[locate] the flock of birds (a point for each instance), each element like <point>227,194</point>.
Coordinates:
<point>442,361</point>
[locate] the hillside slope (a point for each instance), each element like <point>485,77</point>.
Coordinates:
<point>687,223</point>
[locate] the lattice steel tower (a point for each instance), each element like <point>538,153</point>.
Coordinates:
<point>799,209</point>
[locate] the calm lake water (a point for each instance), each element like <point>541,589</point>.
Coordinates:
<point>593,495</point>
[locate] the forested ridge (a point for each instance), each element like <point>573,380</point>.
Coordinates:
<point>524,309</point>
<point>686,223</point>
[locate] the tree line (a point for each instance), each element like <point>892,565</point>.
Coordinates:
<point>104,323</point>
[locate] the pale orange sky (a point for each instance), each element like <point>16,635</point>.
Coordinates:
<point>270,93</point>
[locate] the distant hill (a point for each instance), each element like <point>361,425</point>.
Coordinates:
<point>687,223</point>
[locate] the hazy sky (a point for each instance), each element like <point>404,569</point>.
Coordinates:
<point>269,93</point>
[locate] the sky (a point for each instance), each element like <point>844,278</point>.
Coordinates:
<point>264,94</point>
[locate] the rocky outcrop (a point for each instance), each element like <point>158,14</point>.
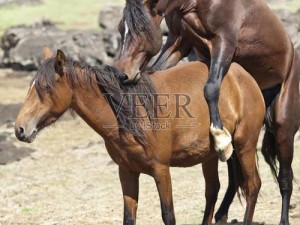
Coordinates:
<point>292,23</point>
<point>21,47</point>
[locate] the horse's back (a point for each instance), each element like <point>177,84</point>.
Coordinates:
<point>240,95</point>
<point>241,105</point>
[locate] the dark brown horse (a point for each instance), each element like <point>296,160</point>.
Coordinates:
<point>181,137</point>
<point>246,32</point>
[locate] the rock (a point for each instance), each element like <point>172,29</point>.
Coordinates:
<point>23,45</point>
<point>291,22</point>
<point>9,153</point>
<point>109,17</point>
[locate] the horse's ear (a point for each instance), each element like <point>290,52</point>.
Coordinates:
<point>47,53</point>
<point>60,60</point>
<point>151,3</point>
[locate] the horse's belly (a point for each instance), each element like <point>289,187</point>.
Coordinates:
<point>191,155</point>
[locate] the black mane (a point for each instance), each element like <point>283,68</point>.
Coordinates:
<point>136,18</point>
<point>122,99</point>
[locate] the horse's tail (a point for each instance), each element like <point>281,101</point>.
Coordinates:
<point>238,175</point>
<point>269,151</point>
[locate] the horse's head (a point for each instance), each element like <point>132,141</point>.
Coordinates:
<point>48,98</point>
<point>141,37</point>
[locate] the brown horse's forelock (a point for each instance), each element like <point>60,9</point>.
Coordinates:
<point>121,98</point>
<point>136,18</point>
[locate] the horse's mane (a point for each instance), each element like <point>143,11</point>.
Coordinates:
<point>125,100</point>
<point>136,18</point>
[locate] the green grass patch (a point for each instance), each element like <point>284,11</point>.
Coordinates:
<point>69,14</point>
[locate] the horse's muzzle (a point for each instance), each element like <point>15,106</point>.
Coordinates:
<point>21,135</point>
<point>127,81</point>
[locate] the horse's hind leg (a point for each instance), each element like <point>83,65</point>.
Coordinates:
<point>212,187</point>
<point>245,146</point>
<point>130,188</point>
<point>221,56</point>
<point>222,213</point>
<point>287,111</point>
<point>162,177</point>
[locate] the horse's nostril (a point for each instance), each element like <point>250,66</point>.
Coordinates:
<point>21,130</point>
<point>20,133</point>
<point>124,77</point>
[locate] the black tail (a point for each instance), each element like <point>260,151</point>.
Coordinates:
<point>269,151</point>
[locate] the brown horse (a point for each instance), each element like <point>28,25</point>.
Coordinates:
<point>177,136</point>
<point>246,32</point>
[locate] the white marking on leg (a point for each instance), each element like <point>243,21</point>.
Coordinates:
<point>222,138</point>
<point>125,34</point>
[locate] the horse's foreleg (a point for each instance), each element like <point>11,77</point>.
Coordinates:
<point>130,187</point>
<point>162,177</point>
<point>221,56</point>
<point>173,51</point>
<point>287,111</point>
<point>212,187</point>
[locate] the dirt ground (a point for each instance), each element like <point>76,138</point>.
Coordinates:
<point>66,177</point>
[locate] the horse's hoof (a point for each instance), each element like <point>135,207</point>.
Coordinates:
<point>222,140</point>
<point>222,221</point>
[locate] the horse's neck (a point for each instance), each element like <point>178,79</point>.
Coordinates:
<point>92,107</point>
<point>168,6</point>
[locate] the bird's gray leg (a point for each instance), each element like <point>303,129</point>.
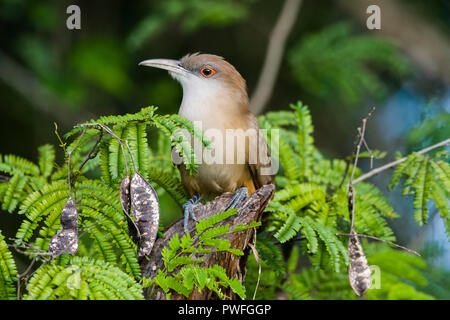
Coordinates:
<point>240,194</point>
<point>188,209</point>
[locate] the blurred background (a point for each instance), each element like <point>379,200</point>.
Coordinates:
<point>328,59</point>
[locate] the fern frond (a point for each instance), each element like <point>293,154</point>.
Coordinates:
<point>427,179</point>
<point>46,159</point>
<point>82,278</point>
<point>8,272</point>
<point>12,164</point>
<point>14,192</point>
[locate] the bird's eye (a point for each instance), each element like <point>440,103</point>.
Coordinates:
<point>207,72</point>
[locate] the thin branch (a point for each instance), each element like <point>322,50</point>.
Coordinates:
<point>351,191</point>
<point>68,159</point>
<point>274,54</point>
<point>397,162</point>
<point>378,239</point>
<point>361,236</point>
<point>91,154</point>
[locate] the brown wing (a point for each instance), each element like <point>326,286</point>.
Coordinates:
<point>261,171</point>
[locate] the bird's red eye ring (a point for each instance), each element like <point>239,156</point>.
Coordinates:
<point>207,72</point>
# # # # # # #
- _Directive_
Starting at the line with "[locate] the bird's gray" and stopping after the line with "<point>328,59</point>", write these records out again with their requests, and shift every answer coordinate by -77 while leaving the sample points in the requests unchanged. Leave the picture out.

- _Written response_
[locate] the bird's gray leg (a point for each instance), each element like <point>303,129</point>.
Coordinates:
<point>163,117</point>
<point>111,132</point>
[locate] the blurred background (a point for each instance), each element like <point>379,200</point>.
Coordinates:
<point>251,-18</point>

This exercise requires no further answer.